Leave the pictures out and give every entry again exactly.

*** THE DATA Section Begins ***

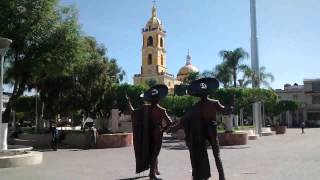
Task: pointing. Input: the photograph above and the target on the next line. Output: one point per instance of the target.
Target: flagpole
(255, 66)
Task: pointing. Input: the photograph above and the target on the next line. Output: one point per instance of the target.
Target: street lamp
(4, 46)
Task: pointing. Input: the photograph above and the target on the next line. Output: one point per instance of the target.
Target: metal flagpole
(255, 65)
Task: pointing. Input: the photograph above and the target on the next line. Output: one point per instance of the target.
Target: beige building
(186, 69)
(308, 96)
(154, 54)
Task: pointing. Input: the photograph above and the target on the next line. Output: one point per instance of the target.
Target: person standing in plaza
(200, 126)
(149, 122)
(302, 125)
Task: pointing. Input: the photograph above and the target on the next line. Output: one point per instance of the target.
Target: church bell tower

*** THE DATA Section Ends ***

SOLUTION TO THIS PROBLEM
Task: pointing. Input: the photograph above and the target on the next line. Output: one point per instance of the target.
Target: flagpole
(255, 66)
Task: pointing. Input: the photograph above and the target on the next line. Output: one point per instance of the target.
Target: street lamp
(4, 46)
Task: pointing. Input: the photograph above and the target on the next line. Output: one point per instance of the target.
Target: metal flagpole
(255, 65)
Task: pointing. Input: the photograph above and the target on the next line. Output: one point per instance of the target.
Target: beige building
(186, 69)
(308, 96)
(154, 54)
Task: pointing. Input: the photograph above and the target on the next line. Output: one point per instance of the target.
Target: person standing in plaza
(200, 126)
(149, 122)
(302, 125)
Task: pointing. Input: the photograph above and the target on the next line. Output: one point per instance of the target.
Target: church bell tower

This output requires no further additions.